* _Your goal_
Print, word for word, everything from the first line of the listing down to the line containing "x=133, y=105", with both of those lines included.

* _Records provided_
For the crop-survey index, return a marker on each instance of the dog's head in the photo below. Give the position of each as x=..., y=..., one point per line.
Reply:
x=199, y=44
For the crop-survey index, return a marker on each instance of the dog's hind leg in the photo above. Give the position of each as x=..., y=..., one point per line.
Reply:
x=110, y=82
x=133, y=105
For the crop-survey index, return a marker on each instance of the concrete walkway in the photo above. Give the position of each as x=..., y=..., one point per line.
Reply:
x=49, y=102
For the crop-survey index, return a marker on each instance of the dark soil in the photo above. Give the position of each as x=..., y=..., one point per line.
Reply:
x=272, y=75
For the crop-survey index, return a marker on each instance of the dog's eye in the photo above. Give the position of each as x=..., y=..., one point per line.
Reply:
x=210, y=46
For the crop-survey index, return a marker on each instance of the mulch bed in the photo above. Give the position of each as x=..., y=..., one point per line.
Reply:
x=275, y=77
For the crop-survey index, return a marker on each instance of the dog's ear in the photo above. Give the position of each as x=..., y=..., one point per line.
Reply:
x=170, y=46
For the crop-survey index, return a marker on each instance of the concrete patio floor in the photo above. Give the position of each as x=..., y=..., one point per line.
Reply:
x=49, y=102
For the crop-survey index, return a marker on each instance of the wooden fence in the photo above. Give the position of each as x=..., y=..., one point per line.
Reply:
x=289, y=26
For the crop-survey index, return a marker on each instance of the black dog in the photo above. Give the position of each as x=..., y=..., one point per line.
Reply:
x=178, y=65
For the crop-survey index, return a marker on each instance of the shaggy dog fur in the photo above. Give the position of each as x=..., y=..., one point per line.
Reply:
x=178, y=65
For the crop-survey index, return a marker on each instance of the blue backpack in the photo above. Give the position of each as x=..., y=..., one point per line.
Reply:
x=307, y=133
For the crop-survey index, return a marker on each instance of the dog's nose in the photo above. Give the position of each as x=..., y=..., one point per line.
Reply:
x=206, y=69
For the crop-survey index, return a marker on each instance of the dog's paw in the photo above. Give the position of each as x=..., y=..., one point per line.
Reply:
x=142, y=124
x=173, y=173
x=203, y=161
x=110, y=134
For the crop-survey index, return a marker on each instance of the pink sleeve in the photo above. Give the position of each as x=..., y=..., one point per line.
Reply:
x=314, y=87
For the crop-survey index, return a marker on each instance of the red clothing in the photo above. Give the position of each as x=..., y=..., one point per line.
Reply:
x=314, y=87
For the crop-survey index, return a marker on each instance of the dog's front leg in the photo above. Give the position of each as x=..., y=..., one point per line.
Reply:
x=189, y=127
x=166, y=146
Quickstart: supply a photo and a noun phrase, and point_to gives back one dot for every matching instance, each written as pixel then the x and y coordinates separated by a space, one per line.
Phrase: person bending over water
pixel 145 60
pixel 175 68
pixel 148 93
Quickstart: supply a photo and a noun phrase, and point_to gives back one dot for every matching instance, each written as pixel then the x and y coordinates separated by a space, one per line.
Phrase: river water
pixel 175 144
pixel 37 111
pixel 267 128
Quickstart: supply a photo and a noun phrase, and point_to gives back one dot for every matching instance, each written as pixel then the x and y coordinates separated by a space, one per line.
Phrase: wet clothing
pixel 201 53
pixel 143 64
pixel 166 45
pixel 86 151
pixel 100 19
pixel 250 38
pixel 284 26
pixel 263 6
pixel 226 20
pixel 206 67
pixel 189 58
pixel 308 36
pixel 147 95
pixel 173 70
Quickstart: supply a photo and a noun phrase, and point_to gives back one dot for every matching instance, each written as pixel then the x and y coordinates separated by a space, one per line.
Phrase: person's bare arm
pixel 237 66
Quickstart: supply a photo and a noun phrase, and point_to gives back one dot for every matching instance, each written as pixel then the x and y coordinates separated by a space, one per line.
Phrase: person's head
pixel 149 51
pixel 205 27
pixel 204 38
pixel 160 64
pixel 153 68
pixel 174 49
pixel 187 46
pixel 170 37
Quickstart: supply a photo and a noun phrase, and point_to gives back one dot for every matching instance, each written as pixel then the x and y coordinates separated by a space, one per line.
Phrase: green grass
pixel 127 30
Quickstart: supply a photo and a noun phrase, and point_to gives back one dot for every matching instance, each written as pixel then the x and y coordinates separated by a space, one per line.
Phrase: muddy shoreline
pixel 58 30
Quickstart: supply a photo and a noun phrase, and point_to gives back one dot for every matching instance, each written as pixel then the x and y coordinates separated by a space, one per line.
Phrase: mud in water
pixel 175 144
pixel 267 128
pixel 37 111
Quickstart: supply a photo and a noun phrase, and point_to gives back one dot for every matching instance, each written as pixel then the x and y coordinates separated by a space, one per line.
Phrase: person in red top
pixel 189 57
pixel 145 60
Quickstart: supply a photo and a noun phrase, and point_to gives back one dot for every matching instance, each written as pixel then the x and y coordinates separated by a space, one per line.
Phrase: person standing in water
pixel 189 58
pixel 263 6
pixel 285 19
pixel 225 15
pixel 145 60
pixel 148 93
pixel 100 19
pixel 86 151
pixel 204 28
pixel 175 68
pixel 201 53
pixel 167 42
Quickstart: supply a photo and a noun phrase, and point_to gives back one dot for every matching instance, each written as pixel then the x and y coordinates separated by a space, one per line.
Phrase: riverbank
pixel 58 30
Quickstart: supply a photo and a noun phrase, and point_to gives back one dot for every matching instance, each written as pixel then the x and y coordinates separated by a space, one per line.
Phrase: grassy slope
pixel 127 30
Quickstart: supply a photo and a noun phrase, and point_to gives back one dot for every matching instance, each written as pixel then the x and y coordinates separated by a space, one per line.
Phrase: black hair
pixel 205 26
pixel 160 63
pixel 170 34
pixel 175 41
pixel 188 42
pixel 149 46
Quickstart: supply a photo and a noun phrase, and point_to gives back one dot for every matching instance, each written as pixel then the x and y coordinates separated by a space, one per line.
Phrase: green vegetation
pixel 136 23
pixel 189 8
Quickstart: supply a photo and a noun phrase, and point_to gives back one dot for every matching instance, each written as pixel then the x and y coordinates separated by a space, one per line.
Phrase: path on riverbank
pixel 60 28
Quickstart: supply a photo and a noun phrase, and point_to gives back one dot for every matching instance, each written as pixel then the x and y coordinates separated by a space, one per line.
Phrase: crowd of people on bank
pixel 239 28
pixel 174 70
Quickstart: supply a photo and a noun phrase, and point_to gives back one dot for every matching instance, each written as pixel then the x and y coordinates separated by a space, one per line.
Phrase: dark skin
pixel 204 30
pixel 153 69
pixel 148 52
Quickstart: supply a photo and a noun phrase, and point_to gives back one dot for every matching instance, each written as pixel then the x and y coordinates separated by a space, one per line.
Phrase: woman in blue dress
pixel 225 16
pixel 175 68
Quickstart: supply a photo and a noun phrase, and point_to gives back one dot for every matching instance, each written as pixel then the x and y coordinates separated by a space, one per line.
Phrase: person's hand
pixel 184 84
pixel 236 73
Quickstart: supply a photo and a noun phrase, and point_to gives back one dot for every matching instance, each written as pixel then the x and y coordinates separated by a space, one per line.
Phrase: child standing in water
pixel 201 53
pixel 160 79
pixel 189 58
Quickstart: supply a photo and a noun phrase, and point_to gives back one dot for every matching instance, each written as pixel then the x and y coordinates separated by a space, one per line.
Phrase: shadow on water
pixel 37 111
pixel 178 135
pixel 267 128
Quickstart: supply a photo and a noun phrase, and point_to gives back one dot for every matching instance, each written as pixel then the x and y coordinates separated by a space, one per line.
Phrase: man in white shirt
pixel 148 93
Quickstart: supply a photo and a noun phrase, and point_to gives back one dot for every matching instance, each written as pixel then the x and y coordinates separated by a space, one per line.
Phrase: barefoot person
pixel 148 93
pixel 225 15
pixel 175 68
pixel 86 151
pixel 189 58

* _Output for this exercise_
For the crop-survey index, return a marker on each instance of the dog's head in the photo below. Give the position of each as x=..., y=..., one point per line.
Reply:
x=199, y=44
For the crop-survey index, return a marker on each instance of the dog's hind leg in the photo above. Give the position of each as x=..., y=..., one point per line.
Reply:
x=110, y=82
x=133, y=105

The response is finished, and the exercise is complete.